(Data excerpts)

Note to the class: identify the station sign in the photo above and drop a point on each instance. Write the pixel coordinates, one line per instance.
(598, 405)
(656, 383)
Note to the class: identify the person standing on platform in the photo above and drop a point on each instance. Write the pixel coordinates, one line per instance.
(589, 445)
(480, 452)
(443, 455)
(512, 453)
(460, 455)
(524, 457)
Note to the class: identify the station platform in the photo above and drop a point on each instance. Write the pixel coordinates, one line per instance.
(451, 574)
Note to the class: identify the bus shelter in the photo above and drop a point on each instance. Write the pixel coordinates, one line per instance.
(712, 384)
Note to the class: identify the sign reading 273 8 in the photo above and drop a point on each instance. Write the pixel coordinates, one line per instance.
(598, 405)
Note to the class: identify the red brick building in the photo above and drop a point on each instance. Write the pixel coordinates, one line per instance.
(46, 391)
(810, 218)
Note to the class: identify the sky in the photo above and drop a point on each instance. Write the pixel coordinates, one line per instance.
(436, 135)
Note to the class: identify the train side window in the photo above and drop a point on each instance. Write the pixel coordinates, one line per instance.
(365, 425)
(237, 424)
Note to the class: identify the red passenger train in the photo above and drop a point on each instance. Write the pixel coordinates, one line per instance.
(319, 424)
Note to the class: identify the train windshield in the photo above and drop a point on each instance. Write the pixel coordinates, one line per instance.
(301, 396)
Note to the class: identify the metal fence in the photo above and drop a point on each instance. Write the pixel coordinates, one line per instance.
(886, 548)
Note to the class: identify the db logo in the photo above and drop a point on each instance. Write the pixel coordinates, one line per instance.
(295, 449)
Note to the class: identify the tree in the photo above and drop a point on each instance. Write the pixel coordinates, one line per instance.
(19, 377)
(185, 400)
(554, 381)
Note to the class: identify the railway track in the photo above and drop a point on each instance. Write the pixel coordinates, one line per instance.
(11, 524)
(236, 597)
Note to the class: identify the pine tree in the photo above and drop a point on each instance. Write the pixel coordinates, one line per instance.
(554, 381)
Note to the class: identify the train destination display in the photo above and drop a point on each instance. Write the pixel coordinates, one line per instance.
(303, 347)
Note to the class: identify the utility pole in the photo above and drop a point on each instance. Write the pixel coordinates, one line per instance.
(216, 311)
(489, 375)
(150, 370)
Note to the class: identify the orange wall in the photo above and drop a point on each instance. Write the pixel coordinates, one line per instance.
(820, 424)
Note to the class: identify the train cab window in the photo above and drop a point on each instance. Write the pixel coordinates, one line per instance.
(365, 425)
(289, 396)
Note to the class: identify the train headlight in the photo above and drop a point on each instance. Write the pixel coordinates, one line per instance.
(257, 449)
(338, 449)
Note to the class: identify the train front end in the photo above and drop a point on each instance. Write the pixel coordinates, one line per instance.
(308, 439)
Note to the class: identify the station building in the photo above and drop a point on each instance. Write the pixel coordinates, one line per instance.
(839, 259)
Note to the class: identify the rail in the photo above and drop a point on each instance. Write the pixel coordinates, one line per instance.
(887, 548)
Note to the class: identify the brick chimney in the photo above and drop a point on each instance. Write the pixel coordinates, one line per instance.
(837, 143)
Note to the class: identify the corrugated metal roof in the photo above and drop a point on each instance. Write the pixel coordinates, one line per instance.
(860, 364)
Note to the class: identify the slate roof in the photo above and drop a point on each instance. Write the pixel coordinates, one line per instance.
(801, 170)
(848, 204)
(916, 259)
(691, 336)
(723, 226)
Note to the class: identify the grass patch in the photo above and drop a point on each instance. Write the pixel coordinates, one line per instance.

(End Data excerpts)
(Data excerpts)

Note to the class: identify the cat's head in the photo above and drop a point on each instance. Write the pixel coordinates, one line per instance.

(End Data excerpts)
(Data excerpts)

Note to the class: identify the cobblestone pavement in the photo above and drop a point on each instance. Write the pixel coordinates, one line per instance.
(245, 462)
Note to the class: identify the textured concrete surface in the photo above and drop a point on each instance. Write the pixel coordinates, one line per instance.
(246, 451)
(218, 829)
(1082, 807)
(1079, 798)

(End Data excerpts)

● Exercise:
What you return must be the lines above that run from the line with "Note to the class: identify the rail in" to the line with "Note to the class: identify the grass", inclusive, each copied exactly.

● Answer to this exercise:
Note to the class: identify the rail in the photo above and drop a point on each instance. Write the pixel coordinates, one line per instance.
(887, 548)
Note to the class: identify the brick chimney in the photo above and drop a point on each instance. Write the pixel coordinates, one line per instance.
(837, 143)
Note to the class: identify the corrugated metal roof in the photo above and drop a point on each instance. Write the pixel coordinates, one line per instance.
(860, 364)
Note to the class: identify the slate roof in the photo above and drop a point on each instance. Write the pixel coordinates, one line per instance.
(801, 170)
(848, 204)
(916, 259)
(691, 336)
(723, 226)
Note to the class: identify the grass patch in the photo above and drop a point on each instance. Write the pixel coordinates, one line per instance.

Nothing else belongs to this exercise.